This Year Started

Two and a half months have passed already, imagine! We makers just keep making and making keeps us both safe and sane. I’ve got three rockers under my belt, together with all the 12 new episodes it takes to make one. Plus, I also have one of my Brazos rocking chairs which I just completed in December. I am pulling together final drawings from my notepad to make the plans for everyone to make their own rocking chair. It’s been thrilling hard work. I have loved it and loved the outcome.

Today we all ate lunch on planks of cherry pulled atop two sawhorses. We kept our distances and the fresh, home-made soup and nut roast tasted better for being in the workshop surrounded by our life. Hannah’s rocking chair now has shellac on and Jack’s both its shellac and cork upholstery. He chose this as an alternative to leather while Hannah is awaiting delivery of the hide for hers.

John concluded making the most perfect example of the Joiner’s Traveling Toolbox following the directions for the small booklet I wrote almost two decades ago and finally adding the brass handles and a very nice self-fastening lockable lock. He followed the tradition of painting it black and now his tools are home.

* _Task item_
Can you rewrite the workshop update between "This Year Started" and "hide for hers.", inclusive, with "sawhorses" changed to "trestles"?

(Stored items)
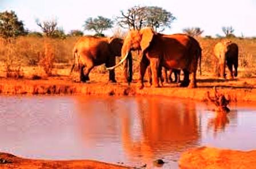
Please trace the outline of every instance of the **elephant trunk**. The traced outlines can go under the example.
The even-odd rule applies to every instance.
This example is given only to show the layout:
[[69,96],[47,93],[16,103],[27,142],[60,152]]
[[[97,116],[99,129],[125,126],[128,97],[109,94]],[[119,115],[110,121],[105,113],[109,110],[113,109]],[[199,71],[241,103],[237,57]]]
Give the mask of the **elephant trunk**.
[[[112,69],[116,68],[117,67],[120,66],[123,63],[123,62],[124,62],[125,61],[125,67],[126,67],[126,65],[127,65],[127,62],[126,59],[127,59],[129,53],[130,53],[130,49],[127,50],[127,48],[125,47],[127,45],[126,45],[125,43],[124,43],[123,45],[123,47],[122,47],[122,59],[121,59],[121,60],[115,65],[111,67],[107,68],[107,70],[112,70]],[[126,69],[126,71],[127,71],[127,69]]]
[[222,61],[219,64],[220,75],[221,77],[226,79],[226,63],[225,60]]

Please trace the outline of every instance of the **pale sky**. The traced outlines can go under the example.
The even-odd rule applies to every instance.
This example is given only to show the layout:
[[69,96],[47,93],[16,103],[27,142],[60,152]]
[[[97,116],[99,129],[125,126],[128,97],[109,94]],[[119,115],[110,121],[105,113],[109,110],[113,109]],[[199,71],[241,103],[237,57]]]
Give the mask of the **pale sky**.
[[89,17],[113,19],[135,5],[157,6],[173,13],[177,20],[166,34],[199,27],[204,30],[203,35],[214,36],[223,35],[223,26],[231,26],[236,36],[256,36],[256,0],[0,0],[0,11],[14,10],[31,31],[40,31],[37,18],[56,19],[67,33],[83,30]]

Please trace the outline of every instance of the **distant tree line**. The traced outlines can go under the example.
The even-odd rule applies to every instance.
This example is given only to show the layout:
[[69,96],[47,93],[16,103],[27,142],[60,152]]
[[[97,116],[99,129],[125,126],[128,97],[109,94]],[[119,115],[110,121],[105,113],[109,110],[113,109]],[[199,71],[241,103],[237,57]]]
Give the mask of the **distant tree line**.
[[[103,32],[113,28],[115,23],[118,26],[127,29],[139,30],[144,27],[151,27],[157,32],[162,32],[166,28],[171,28],[171,24],[176,20],[173,14],[165,9],[157,6],[138,6],[129,9],[127,11],[121,11],[119,16],[114,20],[98,16],[96,18],[87,18],[83,25],[84,30],[94,31],[95,35],[104,36]],[[65,39],[67,36],[81,36],[83,35],[82,31],[71,30],[66,34],[63,28],[58,27],[56,20],[35,20],[42,33],[30,32],[24,28],[24,24],[19,20],[13,11],[0,13],[0,36],[5,39],[16,38],[18,36],[31,36],[53,38]],[[234,29],[232,26],[223,27],[225,36],[235,37]],[[187,27],[183,32],[193,36],[201,36],[203,30],[199,27]],[[217,35],[217,36],[221,36]]]

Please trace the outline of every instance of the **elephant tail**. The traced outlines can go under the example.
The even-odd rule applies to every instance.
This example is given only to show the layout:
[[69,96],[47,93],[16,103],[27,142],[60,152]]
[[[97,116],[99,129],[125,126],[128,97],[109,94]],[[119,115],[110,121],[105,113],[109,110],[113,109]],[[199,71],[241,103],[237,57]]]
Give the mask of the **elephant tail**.
[[202,67],[201,67],[201,63],[202,63],[202,49],[200,48],[200,50],[198,51],[199,55],[199,67],[200,69],[200,75],[202,75]]
[[[71,70],[70,70],[70,73],[69,75],[71,75],[71,73],[72,73],[72,72],[74,70],[74,68],[75,67],[75,63],[77,62],[77,64],[78,66],[78,69],[80,69],[80,64],[79,64],[79,60],[78,60],[78,57],[77,56],[77,50],[75,49],[73,51],[73,57],[74,57],[74,63],[72,65],[71,67]],[[76,61],[76,60],[77,60],[77,61]]]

* _Answer space_
This Year Started

Two and a half months have passed already, imagine! We makers just keep making and making keeps us both safe and sane. I’ve got three rockers under my belt, together with all the 12 new episodes it takes to make one. Plus, I also have one of my Brazos rocking chairs which I just completed in December. I am pulling together final drawings from my notepad to make the plans for everyone to make their own rocking chair. It’s been thrilling hard work. I have loved it and loved the outcome.

Today we all ate lunch on planks of cherry pulled atop two trestles. We kept our distances and the fresh, home-made soup and nut roast tasted better for being in the workshop surrounded by our life. Hannah’s rocking chair now has shellac on and Jack’s both its shellac and cork upholstery. He chose this as an alternative to leather while Hannah is awaiting delivery of the hide for hers.